Extracted data entries
# # # #

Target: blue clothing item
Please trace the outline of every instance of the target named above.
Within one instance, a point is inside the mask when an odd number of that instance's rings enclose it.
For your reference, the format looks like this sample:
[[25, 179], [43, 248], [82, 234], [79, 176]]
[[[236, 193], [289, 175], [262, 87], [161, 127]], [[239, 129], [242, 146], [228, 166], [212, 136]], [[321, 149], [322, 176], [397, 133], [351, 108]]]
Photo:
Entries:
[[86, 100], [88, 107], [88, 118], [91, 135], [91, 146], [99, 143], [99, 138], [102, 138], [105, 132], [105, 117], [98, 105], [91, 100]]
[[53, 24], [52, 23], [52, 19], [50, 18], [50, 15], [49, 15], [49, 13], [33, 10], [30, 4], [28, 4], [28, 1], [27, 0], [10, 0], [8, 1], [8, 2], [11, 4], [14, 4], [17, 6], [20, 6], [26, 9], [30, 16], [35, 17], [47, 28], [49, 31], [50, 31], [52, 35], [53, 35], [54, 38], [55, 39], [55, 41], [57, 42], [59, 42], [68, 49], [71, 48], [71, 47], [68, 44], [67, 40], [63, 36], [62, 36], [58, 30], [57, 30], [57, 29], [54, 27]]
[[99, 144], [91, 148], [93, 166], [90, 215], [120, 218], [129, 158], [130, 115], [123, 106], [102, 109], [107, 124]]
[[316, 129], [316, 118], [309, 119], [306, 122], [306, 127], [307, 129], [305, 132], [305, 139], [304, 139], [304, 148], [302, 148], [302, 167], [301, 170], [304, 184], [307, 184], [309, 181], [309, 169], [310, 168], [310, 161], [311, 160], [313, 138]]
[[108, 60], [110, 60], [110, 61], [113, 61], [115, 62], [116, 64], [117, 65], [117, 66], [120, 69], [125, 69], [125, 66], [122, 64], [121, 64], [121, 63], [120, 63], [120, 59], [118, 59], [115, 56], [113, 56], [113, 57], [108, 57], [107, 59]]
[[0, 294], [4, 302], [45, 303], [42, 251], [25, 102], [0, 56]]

# # # #

Write out every line of the records above verbatim, changing nothing.

## Exercise output
Target: blue clothing item
Please trace the outline of every instance of the target named above.
Within one instance, a point is inside the mask when an odd number of that instance's rings enclose it.
For your reference, the format looks like this sample:
[[25, 179], [43, 248], [82, 234], [79, 176]]
[[[236, 193], [289, 175], [262, 87], [161, 127]], [[239, 129], [242, 146], [228, 166], [212, 136]], [[321, 149], [322, 176], [397, 133], [351, 108]]]
Photo:
Entries:
[[86, 100], [88, 107], [88, 118], [91, 135], [91, 146], [99, 143], [99, 138], [102, 138], [105, 132], [105, 117], [98, 105], [91, 100]]
[[53, 24], [52, 23], [52, 19], [50, 18], [50, 15], [49, 15], [49, 13], [33, 10], [30, 4], [28, 4], [28, 1], [27, 0], [10, 0], [8, 1], [8, 2], [11, 4], [14, 4], [17, 6], [20, 6], [26, 9], [30, 16], [35, 17], [47, 28], [49, 31], [50, 31], [52, 35], [53, 35], [54, 38], [55, 39], [55, 41], [57, 42], [59, 42], [68, 49], [71, 48], [71, 47], [68, 44], [67, 40], [63, 36], [62, 36], [58, 30], [57, 30], [57, 29], [54, 27]]
[[99, 144], [91, 148], [93, 166], [90, 215], [120, 218], [129, 158], [130, 115], [123, 106], [102, 109], [107, 124]]
[[316, 129], [316, 118], [309, 119], [306, 122], [306, 127], [307, 129], [305, 132], [305, 139], [304, 139], [304, 148], [302, 148], [302, 167], [301, 170], [304, 184], [307, 184], [309, 181], [309, 169], [310, 168], [310, 161], [311, 160], [313, 138]]
[[108, 60], [110, 60], [110, 61], [113, 61], [115, 62], [116, 64], [117, 65], [117, 66], [120, 69], [125, 69], [125, 66], [122, 64], [121, 64], [121, 63], [120, 63], [120, 59], [118, 59], [115, 56], [113, 56], [113, 57], [108, 57], [107, 59]]
[[0, 294], [4, 302], [45, 303], [42, 251], [25, 102], [0, 56]]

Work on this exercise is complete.